What follows is a set of records, each of which is to be written out exactly.
-- Record extracts follows --
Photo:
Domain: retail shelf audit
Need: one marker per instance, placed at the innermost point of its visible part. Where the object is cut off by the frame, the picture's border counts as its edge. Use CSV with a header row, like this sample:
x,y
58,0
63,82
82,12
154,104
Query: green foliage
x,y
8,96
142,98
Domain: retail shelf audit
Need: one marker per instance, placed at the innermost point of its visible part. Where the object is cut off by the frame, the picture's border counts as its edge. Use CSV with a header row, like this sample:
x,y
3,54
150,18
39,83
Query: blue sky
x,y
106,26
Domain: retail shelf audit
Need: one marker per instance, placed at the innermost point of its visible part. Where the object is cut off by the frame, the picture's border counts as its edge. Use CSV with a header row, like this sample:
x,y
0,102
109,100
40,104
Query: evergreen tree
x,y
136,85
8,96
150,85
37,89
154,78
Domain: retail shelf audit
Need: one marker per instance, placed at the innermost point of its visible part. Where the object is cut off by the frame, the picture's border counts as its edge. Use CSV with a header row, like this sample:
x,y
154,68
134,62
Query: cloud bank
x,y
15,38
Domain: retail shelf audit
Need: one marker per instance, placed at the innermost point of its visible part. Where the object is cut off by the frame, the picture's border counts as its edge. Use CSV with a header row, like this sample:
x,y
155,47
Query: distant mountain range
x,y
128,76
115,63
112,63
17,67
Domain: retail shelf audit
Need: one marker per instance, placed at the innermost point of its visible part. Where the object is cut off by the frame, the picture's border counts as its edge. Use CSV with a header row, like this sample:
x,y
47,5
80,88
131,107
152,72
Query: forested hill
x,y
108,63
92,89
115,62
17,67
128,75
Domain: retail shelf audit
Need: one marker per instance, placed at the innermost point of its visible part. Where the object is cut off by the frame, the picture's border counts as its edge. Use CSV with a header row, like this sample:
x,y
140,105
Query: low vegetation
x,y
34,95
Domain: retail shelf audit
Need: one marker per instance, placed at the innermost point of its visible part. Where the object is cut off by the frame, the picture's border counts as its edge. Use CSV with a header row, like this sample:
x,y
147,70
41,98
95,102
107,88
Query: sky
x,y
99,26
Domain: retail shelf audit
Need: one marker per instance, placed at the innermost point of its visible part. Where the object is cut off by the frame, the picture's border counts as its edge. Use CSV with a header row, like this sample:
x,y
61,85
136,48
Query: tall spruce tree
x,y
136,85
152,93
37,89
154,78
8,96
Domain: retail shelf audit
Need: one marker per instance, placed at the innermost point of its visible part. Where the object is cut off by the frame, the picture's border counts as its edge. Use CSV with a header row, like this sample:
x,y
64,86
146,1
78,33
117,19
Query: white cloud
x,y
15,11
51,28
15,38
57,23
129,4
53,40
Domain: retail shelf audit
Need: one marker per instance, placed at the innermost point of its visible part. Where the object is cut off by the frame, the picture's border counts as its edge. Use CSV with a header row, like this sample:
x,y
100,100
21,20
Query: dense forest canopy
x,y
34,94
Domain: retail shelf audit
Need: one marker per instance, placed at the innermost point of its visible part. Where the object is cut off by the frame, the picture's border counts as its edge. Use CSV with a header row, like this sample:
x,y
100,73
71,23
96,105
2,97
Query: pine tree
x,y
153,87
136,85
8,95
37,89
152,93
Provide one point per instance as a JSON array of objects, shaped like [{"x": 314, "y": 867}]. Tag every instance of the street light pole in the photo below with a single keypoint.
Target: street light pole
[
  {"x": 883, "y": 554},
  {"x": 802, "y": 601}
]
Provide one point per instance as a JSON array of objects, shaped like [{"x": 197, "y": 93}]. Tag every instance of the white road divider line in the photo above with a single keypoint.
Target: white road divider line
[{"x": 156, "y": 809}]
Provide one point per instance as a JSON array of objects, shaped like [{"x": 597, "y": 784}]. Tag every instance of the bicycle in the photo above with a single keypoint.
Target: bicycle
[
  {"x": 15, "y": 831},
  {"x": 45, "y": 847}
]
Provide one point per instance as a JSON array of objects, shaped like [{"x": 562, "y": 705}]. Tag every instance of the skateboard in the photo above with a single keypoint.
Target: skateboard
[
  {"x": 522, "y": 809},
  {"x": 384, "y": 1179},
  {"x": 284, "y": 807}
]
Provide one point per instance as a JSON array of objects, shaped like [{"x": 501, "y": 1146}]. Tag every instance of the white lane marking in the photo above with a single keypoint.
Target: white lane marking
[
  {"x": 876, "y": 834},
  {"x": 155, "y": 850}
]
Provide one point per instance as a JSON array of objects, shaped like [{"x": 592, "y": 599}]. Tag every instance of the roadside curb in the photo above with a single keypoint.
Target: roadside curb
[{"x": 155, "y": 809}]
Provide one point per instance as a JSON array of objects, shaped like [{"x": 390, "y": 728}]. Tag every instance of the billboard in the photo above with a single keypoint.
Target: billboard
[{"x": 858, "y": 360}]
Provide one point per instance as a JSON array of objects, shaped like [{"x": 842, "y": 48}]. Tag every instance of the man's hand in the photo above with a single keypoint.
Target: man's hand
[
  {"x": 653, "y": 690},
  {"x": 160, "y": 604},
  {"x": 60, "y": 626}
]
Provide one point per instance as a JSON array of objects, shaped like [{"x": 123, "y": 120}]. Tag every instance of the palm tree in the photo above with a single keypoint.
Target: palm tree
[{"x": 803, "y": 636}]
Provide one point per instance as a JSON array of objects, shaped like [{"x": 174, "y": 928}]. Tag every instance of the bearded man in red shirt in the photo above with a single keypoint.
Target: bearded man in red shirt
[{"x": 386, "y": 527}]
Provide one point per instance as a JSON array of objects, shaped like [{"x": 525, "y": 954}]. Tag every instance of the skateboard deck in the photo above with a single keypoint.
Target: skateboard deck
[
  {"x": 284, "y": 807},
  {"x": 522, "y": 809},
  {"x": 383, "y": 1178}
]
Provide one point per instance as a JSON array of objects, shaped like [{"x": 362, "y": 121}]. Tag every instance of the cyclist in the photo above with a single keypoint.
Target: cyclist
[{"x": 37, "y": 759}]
-- Record extracts concluded --
Output below =>
Photo:
Domain: retail shelf audit
Need: one marker per instance, placed at the innermost point of its visible part. Where the object is cut off by the frame, the picture's border counts as its edge. Use CSV with a header row, like this sample:
x,y
58,0
63,82
82,12
154,104
Query: green foliage
x,y
8,96
142,98
Domain: retail shelf audit
Need: one marker per instance, placed at the innermost point of its visible part. Where the object is cut off by the frame, the picture's border counts as its edge. Use CSV with a header row, like this sample:
x,y
3,54
150,18
39,83
Query: blue sky
x,y
106,26
Domain: retail shelf audit
Need: one marker per instance, placed at the innermost point of its visible part. Where the object is cut off by the frame, the picture's border counts as its edge. Use CSV with a header row, like this sample:
x,y
0,102
109,100
40,104
Query: evergreen tree
x,y
136,85
8,96
150,85
37,89
154,78
Domain: retail shelf audit
Need: one marker per instance, placed at the innermost point of its visible part. Where the object is cut off by the frame, the picture's border counts as its edge. Use CSV with a header row, like this sample:
x,y
154,68
134,62
Query: cloud bank
x,y
15,38
Domain: retail shelf audit
Need: one marker per instance, placed at the innermost point of its visible part. Where the object is cut off by the frame, the picture's border counts as its edge. Use CSV with a header row, like this sample:
x,y
155,47
Query: distant mountain range
x,y
128,76
115,63
112,63
17,67
Domain: retail shelf audit
Need: one marker per instance, placed at the innermost point of its visible part. Where the object is cut off by the frame, the picture's border counts as its edge. Use CSV with a header row, like this sample:
x,y
47,5
80,88
131,107
152,72
Query: forested hill
x,y
108,63
92,89
115,62
17,67
128,75
Domain: retail shelf audit
Need: one marker per instance, placed at the innermost point of its visible part. Where the object is cut off by the frame, the picture's border counts as its edge. Use CSV with a header row, like this sample:
x,y
140,105
Query: low vegetation
x,y
34,95
Domain: retail shelf audit
Need: one marker per instance, placed at the innermost point of its visible part. Where the object is cut off by the frame, the picture's border counts as its edge. Use CSV with a header row, like this sample:
x,y
147,70
41,98
95,102
107,88
Query: sky
x,y
99,26
Domain: retail shelf audit
Need: one marker per instance, placed at the innermost point of its visible part. Where the object is cut off by the frame, the picture's border counts as its edge. Use CSV with a header row, like this sample:
x,y
61,85
136,48
Query: tall spruce tree
x,y
136,85
152,93
37,89
154,78
8,96
Domain: retail shelf audit
Need: one marker per instance, placed at the innermost point of its visible part. Where the object is cut off by the frame, the picture's border counts as its edge. Use CSV with a header row, like this sample:
x,y
64,86
146,1
78,33
117,19
Query: white cloud
x,y
15,11
51,28
15,38
57,23
129,4
53,40
Domain: retail shelf audit
Need: one marker per instance, placed at the innermost point of its visible part. Where the object is cut off by the frame, the picture's border counts as its edge. Use CSV with a header row, like this sample:
x,y
100,100
21,20
Query: dense forest canopy
x,y
34,94
Domain: retail shelf audit
Need: one marker per instance, placed at the innermost point of its visible part. Where the object is cut off by the frame, the picture's border counts as its edge. Use CSV with a header row, like this sample:
x,y
100,73
71,23
96,105
2,97
Query: pine tree
x,y
153,87
136,85
8,95
37,89
152,93
Provide one point per instance as a JSON array of objects, shaped like [{"x": 314, "y": 867}]. Tag every instance of the street light pole in the photo below with a single keypoint.
Target: street light pole
[
  {"x": 883, "y": 554},
  {"x": 802, "y": 601}
]
Provide one point per instance as a JSON array of objects, shaped like [{"x": 197, "y": 93}]. Tag every instance of the white road divider line in the photo above with a single keypoint.
Target: white road divider line
[{"x": 156, "y": 809}]
Provide one point per instance as a JSON array of objects, shaped like [{"x": 597, "y": 784}]. Tag every instance of the bicycle in the photo above with a single keypoint.
Target: bicycle
[
  {"x": 15, "y": 831},
  {"x": 45, "y": 847}
]
Provide one point per instance as a JSON array of objects, shaped like [{"x": 562, "y": 705}]. Tag every instance of the skateboard in the photo above with a single keypoint.
Target: skateboard
[
  {"x": 522, "y": 809},
  {"x": 384, "y": 1179},
  {"x": 284, "y": 807}
]
Provide one point per instance as a JSON array of objects, shaped like [{"x": 501, "y": 1146}]. Tag every instance of the white lane marking in the photo above with a single keypoint.
Target: white lane marking
[
  {"x": 876, "y": 834},
  {"x": 155, "y": 850}
]
Provide one point per instance as a JSON array of objects, shaped like [{"x": 592, "y": 599}]. Tag every instance of the roadside curb in the photo above with a single keypoint.
Target: roadside curb
[{"x": 155, "y": 809}]
Provide one point per instance as a JSON array of objects, shaped like [{"x": 390, "y": 728}]. Tag every instance of the billboard in the photo above with a single keypoint.
Target: billboard
[{"x": 858, "y": 360}]
Provide one point per instance as a JSON array of objects, shaped like [{"x": 842, "y": 48}]. Tag every instance of the man's hand in the photo above with a single keypoint.
Target: man's hand
[
  {"x": 653, "y": 690},
  {"x": 160, "y": 604},
  {"x": 60, "y": 626}
]
Provide one point per instance as a JSON array of objects, shaped like [{"x": 123, "y": 120}]. Tag every instance of the palm tree in the photo above with a single keypoint.
Target: palm tree
[{"x": 803, "y": 636}]
Provide one point per instance as a JSON array of objects, shaped like [{"x": 174, "y": 928}]. Tag every instance of the bearded man in red shirt in the photo above with a single keypoint.
Target: bearded man in red shirt
[{"x": 386, "y": 527}]
Provide one point per instance as a JSON array of objects, shaped like [{"x": 525, "y": 954}]. Tag every instance of the skateboard deck in the photo above with a single keypoint.
Target: skateboard deck
[
  {"x": 284, "y": 807},
  {"x": 522, "y": 809},
  {"x": 383, "y": 1178}
]
Provide one point per instance as a JSON array of objects, shaped like [{"x": 362, "y": 121}]. Tag every instance of the cyclist in the photo above with a single keypoint.
Target: cyclist
[{"x": 37, "y": 759}]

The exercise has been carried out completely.